Talvez um Presidente mais conciliador e mais hábil politicamente fosse capaz de atenuar o clima de cisma iminente que se começa a desenhar na jovem democracia logo em Julho de 1974. O marechal António de Spínola não era nem uma nem outra coisa. Quando, em Setembro, dá conta de que é um Presidente acossado e diminuído, anuncia que “a maioria silenciosa do povo português terá de despertar e de se defender dos totalitarismos extremistas”. Do outro lado da barricada, Álvaro Cunhal responder-lhe-ia que estava na hora de se “partir os dentes à reacção”. Spínola promove uma manifestação da “maioria silenciosa” para 28 de Setembro, mas milícias do PCP e do Copcon, a polícia de Otelo Saraiva de Carvalho, respondem com barricadas e operações policiais nas quais mais de 200 pessoas são detidas. Sem o poder da polícia nem do exército, Spínola percebe o drama do seu isolamento e cede o lugar a Costa Gomes. O país entra no que o historiador António José Telo designa por “deriva comunista”.

- - - -

▸ Tarefas:
1) Enumere todas as pessoas designadas pelo nome no excerto sobre a crise política de 1974.
2) Prossiga o excerto sobre a crise política de 1974 a partir da sua última frase, com um parágrafo curto.

▸ Material:
- - - -

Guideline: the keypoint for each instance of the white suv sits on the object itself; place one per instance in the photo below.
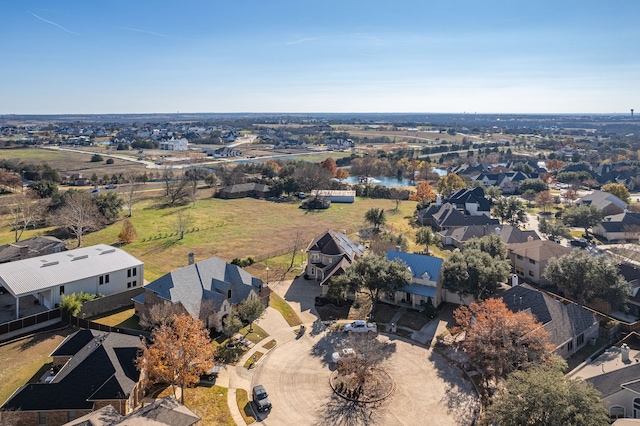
(361, 326)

- - - -

▸ Respostas:
1) António de Spínola, Álvaro Cunhal, Otelo Saraiva de Carvalho, Costa Gomes e António José Telo.

2)
Depois de Setembro, o PCP acentua a sua influência no Movimento das Forças Armadas (MFA), aumenta o controlo sobre a imprensa, estende o seu domínio no Governo e nas autarquias. As ocupações de casas aceleram, a vaga de prisões de gestores inicia-se sob o pretexto da “sabotagem económica”, as tomadas por assalto de terras no Alentejo multiplicam-se. Para Mário Soares e Francisco Sá Carneiro, só a legitimidade eleitoral poderia criar barreiras à legitimidade revolucionária do MFA, do Copcon ou da esquerda radical. Conseguir eleições o mais cedo possível tornou-se para o PS, mas também para o PSD, uma questão crucial para a sobrevivência.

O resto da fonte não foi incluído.